_Task details_
Answer these questions from the forum thread below on reversing the n choose k formula:
(a) When the wanted number of combinations is 3, which pairs of n and k should the method find?
(b) Up to what size of X does the reply call the task straightforward with computer assistance?
(c) For a fixed k, at most how many possible values of n have to be checked?

_Quoted text_
════════════════════

How to reverse the $n$ choose $k$ formula?

If I want to find how many possible ways there are to choose k out of n elements I know you can use the simple formula below:

$$ \binom{n}{k} = \frac{n! }{ k!(n-k)! } .$$

What if I want to go the other way around though?

That is, I know I want to have $X$ possible combinations, and I want to find all the various pairs of $n$ and $k$ that will give me that number of combinations.

For example, if the number of combinations I want is $3$, I want a formula/method to find that all the pairs that will result in that number of combinations are $(3,1)$ and $(3,2)$

I know I could test all the possible pairs, but this would be impractical for large numbers.

But perhaps there’s no easier way of doing this then the brute force approach?

Answer

If $X$ is only as large as $10^7$ then this is straightforward to do with computer assistance. First note the elementary inequalities
$$\frac{n^k}{k!} \ge {n \choose k} \ge \frac{(n-k)^k}{k!}$$

which are close to tight when $k$ is small. If $X = {n \choose k}$, then it follows that
$$n \ge \sqrt[k]{k! X} \ge n-k$$

hence that
$$\sqrt[k]{k! X} + k \ge n \ge \sqrt[k]{k! X}$$

so for fixed $k$ you only have to check at most $k+1$ possible values of $n$, which is manageable when $k$ is small. You can speed up this process by factoring $X$ if you want and applying Kummer’s theorem (the first bullet point in that section of the article), but computing binomial coefficients for $k$ small is straightforward so this probably isn’t necessary.

════════════════════

_Material_
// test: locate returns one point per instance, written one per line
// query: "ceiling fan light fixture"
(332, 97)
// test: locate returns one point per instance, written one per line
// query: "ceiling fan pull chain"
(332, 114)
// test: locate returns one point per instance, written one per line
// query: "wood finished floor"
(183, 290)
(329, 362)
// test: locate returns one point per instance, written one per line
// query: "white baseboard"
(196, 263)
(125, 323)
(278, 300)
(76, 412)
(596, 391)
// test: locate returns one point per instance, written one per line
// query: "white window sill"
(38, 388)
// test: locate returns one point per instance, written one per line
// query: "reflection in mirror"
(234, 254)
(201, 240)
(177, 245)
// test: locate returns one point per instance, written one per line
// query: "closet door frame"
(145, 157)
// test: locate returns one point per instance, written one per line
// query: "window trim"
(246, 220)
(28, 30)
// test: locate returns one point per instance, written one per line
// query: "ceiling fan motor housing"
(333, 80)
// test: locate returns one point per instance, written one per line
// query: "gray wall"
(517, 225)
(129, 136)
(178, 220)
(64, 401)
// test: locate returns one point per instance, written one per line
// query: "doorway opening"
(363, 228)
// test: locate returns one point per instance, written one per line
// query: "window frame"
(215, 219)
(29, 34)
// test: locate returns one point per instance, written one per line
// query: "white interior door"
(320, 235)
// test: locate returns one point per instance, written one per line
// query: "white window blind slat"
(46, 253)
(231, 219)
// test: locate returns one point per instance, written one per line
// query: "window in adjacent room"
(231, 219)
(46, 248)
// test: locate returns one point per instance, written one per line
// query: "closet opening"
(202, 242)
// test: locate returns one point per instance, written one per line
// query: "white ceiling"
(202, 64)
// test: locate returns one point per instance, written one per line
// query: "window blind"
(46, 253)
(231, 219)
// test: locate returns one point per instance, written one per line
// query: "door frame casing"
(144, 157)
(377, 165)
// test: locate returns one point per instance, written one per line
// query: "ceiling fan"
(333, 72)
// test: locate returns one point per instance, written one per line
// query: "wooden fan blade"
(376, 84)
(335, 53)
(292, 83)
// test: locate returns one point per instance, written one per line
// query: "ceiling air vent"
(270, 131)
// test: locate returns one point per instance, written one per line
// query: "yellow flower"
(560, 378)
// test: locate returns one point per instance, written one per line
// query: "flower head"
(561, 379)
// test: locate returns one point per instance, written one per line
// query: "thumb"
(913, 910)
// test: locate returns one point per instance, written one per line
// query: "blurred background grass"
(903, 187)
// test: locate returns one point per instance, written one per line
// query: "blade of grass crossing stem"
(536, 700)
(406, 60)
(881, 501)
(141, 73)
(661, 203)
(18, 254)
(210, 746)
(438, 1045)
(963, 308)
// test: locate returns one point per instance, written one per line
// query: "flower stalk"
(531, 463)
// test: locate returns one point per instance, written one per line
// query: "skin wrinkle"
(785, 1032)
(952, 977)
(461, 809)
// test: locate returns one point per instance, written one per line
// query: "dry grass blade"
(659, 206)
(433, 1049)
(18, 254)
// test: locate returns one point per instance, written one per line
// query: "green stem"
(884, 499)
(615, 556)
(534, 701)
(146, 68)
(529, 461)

════════════════════

_The reply_
(a) The pairs (3,1) and (3,2).
(b) Up to 10^7.
(c) At most k+1 values.